> _Problem A_
Decide whether each statement agrees with the article on bench pressing and posture, answering yes or no and quoting the deciding words from the article. (i) Bench pressing builds strength in the back muscles. (ii) Upper crossed syndrome involves the muscles of the neck and shoulders. (iii) Farr says staying in a forward position puts pressure on the spine.
> _Problem B_
Write the next part of the article on bench pressing and posture, beginning after its final sentence.

> _Document text_

Gym smarts: Stop bench pressing, start balancing workouts, experts say

Cason Hunwick

Gym junkies set on sexy pecs and biceps might pay for it in posture problems later in their lives.

Brian K. Farr, clinical associate professor in the Department of Kinesiology and Health Education, said that repeated exercise with the same muscles creates an imbalance where one part of body is strong, and the opposing side is weak. For example, bench pressing creates strength in the biceps and chest, while the back muscles remain inactive.

“The habit of doing bench press, bicep curls and shoulder exercises … things that are ‘in front’ that you can pose and look good … without a balance in the back muscles is going to lead to bad posture,” Farr said.

This is bad news for serial bench pressers, because the same muscles they’re working on to flex are the ones keeping them hunched over at their desks.

When someone hunches over all day and works just on chest and arms, they can develop an increased curve in their spine, Farr said. Over time, the curve in the spine can worsen, leading to upper crossed syndrome, an imbalance of weak and strong muscles in the neck and shoulders that creates a slouched posture, headaches and back pain, according to Medical News Today.

“There are some potential long term consequences after developing that upper crossed syndrome,” Farr said. “When you are stuck in this forward position, you put undue pressure on your spine. You aren’t moving or being aligned in the right way, so there is stress on tissues that shouldn’t have stress.”

> _Listed records_
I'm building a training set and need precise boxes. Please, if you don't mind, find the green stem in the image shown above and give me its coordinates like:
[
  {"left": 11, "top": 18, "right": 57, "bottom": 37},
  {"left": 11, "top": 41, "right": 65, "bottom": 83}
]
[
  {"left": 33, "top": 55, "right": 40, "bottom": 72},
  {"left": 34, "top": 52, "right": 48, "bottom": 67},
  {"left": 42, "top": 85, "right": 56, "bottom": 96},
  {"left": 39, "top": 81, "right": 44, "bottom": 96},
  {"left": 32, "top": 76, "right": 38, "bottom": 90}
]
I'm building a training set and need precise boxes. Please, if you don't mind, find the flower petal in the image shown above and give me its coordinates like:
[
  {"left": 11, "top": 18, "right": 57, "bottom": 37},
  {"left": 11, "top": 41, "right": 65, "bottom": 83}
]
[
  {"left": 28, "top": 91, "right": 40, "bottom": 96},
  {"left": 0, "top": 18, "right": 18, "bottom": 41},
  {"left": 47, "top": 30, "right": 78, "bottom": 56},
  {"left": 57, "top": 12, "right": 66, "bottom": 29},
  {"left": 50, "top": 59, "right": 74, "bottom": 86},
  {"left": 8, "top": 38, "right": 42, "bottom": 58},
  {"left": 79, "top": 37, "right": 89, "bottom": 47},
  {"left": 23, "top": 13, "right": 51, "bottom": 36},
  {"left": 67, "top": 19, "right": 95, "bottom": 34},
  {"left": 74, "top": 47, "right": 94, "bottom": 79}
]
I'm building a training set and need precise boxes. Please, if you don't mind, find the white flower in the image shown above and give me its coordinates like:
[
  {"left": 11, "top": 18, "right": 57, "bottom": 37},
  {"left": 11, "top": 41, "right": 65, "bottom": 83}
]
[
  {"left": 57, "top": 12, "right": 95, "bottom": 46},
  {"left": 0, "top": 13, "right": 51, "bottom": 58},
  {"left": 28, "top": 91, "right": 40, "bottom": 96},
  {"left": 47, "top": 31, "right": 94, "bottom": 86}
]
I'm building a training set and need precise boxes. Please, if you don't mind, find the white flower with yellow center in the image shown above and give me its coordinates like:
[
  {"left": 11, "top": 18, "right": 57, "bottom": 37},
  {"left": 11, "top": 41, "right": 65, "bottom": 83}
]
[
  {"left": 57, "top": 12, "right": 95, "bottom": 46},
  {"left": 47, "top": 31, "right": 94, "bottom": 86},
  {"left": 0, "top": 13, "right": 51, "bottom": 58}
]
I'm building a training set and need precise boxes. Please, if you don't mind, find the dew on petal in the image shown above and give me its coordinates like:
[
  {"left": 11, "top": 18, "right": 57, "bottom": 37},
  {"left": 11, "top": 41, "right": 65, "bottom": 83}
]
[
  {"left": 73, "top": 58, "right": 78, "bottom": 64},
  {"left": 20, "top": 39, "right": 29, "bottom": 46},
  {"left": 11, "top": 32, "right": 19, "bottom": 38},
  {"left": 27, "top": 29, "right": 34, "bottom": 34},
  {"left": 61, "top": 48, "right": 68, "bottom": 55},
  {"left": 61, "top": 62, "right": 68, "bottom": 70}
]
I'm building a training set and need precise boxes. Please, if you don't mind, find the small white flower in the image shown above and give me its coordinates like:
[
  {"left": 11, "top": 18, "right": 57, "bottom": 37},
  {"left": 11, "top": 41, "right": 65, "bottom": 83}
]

> _Exercise output A_
(i) No: "bench pressing creates strength in the biceps and chest, while the back muscles remain inactive."
(ii) Yes: "an imbalance of weak and strong muscles in the neck and shoulders"
(iii) Yes: "When you are stuck in this forward position, you put undue pressure on your spine."

> _Exercise output B_
If you’re not trying to break the bench press world record, you should strive for balance, Farr said.

“Most people lift to look good and be healthy,” Farr said. “If that is your goal, then balance is very important. You have to be equal. Work out the opposite muscle group as much as you work out the ‘posing muscles.’”

When we sit, we deactivate certain muscles and activate others, which is why a workout that challenges many muscle groups is important, according to Health magazine.

“Sitting all day creates a tug of war between opposing muscle groups, except only one side is tugging,” Farr added.

So, in order to keep yourself looking like a college student and not hunched over like your grandparents, balance your body at the gym. After all, good posture can be sexy.

Editor's note: Gym Smarts is a recurring column that discusses the science behind popular workout and wellness topics. Information in this column cannot replace legitimate medical advice. If you think you have serious muscular, postural problems or an injury, be sure to consult a physical trainer or certified expert.